In one to three sentences, explain what the blog post about Alex says the song "Find Your Wings" means to the writer.

## Extracted text
'''
Alex and Maddy

Sunday, August 6, 2023

Find your Wings

Find Your Wings

It's only for a moment you are mine to hold
The plans that heaven has for you
Will all too soon unfold
So many different prayers I'll pray
For all that you might do
But most of all I'll want to know
You're walking in the truth
And if I never told you, I want you to know
That as I watch you grow
I pray that God would fill your heart with dreams
And that faith gives you the courage
To dare to do great things
I'm here for you whatever this life brings
So let my love give you roots
And help you find your wings

I shared this song a few months ago on Alex's birthday. It is everything I have prayed and wished as I have gone through this summer leading up to today. There are so many emotions on this day. As I look back there are so many moments and memories. I can still remember the absolute joy of finding out I was pregnant. I remember the many hours in those first few years I spent cuddling and singing and reveling in the fact that I was a mom, my lifelong dream. I remember the devastation when we realized that you had a life threatening disease. I can visualize the many nights (close to a thousand) that we have spent in the hospital. I can see the little boy who was stuck over and over with needles never fighting the doctors and nurses and thanking them as they left. I remember the fear as you asked me to pray for you as they wheeled you into surgery yet again. I remember the hours we have spent playing games, watching shows and laughing. I see your strength, your confidence, your faith and your determination to do what is right and make this world a better place. Alex, you are so much more than I ever could have hoped or dreamed for. I cannot count the number of times I have been told that you have changed someone's life; That you have inspired someone and that they are different for having known you. God created you with a gift for touching others with your charisma, your joy and your ability to overcome an incredibly hard life.
'''
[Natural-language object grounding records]
'''
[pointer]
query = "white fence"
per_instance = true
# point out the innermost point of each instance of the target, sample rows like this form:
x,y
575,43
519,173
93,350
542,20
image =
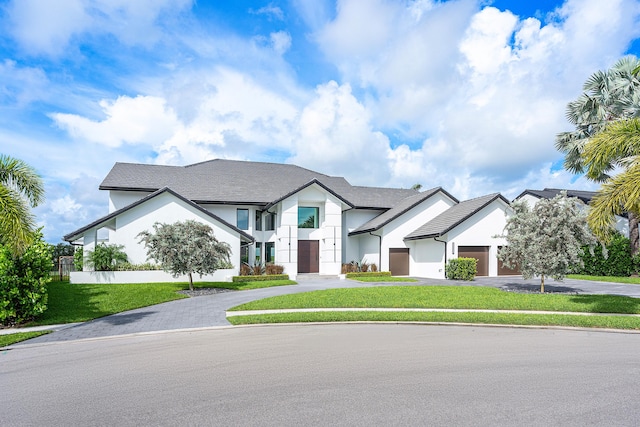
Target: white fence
x,y
147,276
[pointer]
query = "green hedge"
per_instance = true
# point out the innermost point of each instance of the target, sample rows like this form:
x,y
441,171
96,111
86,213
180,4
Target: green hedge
x,y
461,269
618,261
241,279
368,274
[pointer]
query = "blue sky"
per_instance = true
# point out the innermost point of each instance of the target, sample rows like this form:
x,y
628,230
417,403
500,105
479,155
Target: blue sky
x,y
463,94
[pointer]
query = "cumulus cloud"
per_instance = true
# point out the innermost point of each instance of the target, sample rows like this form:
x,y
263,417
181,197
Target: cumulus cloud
x,y
335,136
139,120
484,90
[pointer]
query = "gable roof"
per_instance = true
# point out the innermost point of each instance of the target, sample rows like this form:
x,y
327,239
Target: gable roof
x,y
100,222
453,217
550,193
402,207
243,183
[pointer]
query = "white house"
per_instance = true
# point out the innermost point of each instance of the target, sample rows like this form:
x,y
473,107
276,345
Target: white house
x,y
304,220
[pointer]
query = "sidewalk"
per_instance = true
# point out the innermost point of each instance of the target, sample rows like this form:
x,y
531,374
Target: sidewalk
x,y
209,311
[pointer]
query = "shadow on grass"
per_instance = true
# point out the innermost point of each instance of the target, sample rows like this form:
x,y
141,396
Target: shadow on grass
x,y
71,303
531,288
609,303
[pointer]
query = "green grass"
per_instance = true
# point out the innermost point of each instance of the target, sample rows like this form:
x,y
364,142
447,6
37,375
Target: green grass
x,y
460,297
9,339
614,322
382,279
628,280
78,303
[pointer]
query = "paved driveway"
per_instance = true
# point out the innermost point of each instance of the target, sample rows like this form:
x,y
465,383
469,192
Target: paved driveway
x,y
209,311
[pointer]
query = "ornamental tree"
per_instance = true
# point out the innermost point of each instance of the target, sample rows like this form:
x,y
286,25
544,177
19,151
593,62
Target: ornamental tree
x,y
185,248
546,240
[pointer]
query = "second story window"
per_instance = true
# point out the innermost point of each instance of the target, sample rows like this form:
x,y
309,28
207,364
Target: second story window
x,y
270,222
308,217
258,220
242,219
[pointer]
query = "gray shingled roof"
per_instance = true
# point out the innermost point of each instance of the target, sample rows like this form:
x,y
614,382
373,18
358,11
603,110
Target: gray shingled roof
x,y
550,193
453,217
239,182
71,237
403,206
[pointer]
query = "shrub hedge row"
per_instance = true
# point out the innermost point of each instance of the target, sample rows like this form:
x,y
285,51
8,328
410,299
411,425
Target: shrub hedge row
x,y
368,274
264,278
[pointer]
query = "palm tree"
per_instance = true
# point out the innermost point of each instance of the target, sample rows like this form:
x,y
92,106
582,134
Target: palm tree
x,y
617,145
21,188
608,96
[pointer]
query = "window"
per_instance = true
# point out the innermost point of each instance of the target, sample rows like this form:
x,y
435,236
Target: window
x,y
243,219
258,252
269,252
270,222
307,217
258,220
244,255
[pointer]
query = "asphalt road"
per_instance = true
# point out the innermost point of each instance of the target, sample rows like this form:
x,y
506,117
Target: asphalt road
x,y
356,375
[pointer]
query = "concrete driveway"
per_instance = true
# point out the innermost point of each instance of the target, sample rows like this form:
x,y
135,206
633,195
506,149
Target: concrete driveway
x,y
209,311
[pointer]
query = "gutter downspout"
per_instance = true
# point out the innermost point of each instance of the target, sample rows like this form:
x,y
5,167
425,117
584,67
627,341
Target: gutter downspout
x,y
379,251
445,254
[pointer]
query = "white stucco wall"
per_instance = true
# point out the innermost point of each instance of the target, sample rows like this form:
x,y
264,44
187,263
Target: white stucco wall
x,y
122,199
155,276
353,219
164,208
479,230
394,232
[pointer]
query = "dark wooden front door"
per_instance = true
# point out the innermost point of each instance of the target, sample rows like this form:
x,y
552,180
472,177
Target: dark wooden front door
x,y
481,253
399,261
308,256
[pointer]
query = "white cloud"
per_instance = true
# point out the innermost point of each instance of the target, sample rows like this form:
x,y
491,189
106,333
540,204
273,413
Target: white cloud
x,y
139,120
335,137
47,27
281,41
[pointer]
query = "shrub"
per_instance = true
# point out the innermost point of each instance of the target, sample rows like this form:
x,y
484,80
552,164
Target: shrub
x,y
368,274
23,280
107,257
78,259
461,269
264,278
245,270
274,269
147,266
615,260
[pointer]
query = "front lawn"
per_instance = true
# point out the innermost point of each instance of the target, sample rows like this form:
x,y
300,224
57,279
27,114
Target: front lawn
x,y
70,303
447,297
612,279
9,339
460,297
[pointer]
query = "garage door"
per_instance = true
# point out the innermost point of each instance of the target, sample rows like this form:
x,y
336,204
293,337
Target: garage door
x,y
399,261
504,271
481,253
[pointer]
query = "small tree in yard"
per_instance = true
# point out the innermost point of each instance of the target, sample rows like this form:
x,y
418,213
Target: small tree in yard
x,y
546,240
185,248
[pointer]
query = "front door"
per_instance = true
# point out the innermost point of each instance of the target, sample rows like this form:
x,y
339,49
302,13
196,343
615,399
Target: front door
x,y
399,261
308,256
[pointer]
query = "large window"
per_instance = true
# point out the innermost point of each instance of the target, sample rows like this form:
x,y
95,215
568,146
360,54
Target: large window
x,y
258,252
243,219
258,220
269,252
270,222
307,217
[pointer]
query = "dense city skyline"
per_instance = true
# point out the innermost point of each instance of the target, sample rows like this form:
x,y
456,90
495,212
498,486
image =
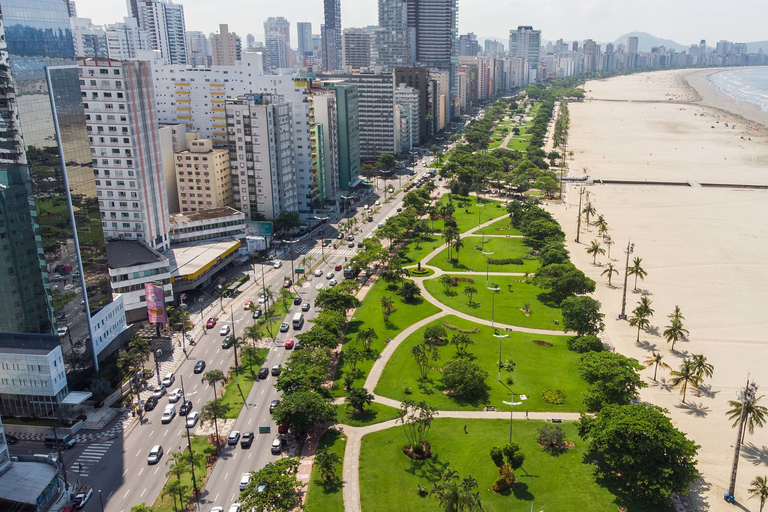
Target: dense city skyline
x,y
601,20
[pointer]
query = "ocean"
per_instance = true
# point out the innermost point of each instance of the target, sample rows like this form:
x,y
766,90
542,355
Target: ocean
x,y
749,84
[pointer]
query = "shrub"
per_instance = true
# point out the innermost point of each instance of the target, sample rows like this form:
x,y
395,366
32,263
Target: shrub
x,y
553,396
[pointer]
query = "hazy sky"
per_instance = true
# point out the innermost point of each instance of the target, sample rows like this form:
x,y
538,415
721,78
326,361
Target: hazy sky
x,y
684,21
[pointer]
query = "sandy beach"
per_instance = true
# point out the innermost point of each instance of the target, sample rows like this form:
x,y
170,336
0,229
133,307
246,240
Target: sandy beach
x,y
703,247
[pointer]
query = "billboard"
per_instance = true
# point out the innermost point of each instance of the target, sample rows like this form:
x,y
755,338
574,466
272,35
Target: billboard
x,y
155,304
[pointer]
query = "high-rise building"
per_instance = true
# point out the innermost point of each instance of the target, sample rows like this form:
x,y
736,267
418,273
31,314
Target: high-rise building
x,y
124,138
224,47
330,33
164,22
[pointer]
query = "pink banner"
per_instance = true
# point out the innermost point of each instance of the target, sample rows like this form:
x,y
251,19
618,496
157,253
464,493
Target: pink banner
x,y
155,304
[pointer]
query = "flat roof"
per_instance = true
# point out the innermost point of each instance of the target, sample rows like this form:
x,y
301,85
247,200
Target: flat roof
x,y
128,253
190,261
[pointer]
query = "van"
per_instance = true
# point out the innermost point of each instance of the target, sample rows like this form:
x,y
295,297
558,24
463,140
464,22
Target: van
x,y
298,321
65,440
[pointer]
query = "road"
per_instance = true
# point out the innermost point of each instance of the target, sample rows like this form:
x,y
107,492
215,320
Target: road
x,y
119,467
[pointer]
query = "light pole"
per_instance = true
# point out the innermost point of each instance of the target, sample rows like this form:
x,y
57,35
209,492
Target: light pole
x,y
630,249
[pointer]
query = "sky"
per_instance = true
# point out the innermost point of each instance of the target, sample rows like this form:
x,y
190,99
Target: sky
x,y
684,21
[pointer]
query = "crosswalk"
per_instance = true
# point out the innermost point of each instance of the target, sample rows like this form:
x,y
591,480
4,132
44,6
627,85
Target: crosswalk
x,y
90,457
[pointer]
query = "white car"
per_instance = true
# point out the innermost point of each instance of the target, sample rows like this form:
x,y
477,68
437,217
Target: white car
x,y
175,395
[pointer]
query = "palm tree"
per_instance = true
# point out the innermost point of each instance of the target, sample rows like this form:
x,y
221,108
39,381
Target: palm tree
x,y
759,490
641,315
610,270
636,270
755,415
594,249
684,377
656,359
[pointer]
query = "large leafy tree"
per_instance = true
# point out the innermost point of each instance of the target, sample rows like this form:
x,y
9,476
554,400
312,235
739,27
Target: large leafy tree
x,y
641,449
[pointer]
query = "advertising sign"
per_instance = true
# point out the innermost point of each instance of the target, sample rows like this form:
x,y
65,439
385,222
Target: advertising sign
x,y
155,304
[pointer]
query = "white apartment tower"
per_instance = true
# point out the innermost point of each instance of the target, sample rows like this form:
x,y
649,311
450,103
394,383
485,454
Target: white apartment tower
x,y
119,103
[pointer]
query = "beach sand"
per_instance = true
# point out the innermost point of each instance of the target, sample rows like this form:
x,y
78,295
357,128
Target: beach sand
x,y
704,248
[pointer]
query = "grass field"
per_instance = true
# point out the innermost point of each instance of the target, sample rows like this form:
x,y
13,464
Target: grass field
x,y
508,304
322,496
554,483
470,257
537,368
369,316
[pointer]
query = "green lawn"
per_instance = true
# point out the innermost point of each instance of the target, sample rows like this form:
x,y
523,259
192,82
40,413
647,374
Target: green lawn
x,y
321,496
471,257
501,227
554,483
369,315
235,396
374,413
467,216
508,305
537,368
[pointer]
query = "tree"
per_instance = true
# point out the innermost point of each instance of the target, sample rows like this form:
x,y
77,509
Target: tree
x,y
675,331
636,270
464,379
582,315
759,489
358,398
594,250
275,487
610,270
641,315
641,450
684,377
655,360
425,355
303,410
326,463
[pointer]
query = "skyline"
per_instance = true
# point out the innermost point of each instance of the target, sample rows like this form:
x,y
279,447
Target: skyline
x,y
601,20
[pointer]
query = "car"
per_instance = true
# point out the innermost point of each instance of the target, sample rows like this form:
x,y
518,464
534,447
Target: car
x,y
192,418
175,395
158,391
82,495
247,440
244,481
150,403
155,454
185,408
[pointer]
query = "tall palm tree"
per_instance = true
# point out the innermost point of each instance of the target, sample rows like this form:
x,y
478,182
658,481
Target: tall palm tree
x,y
641,315
759,490
656,359
594,249
684,377
610,270
636,270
'''
## Task solution
The writer says the song holds everything she has prayed and wished for through the summer leading up to this day. She shared it a few months earlier on Alex's birthday.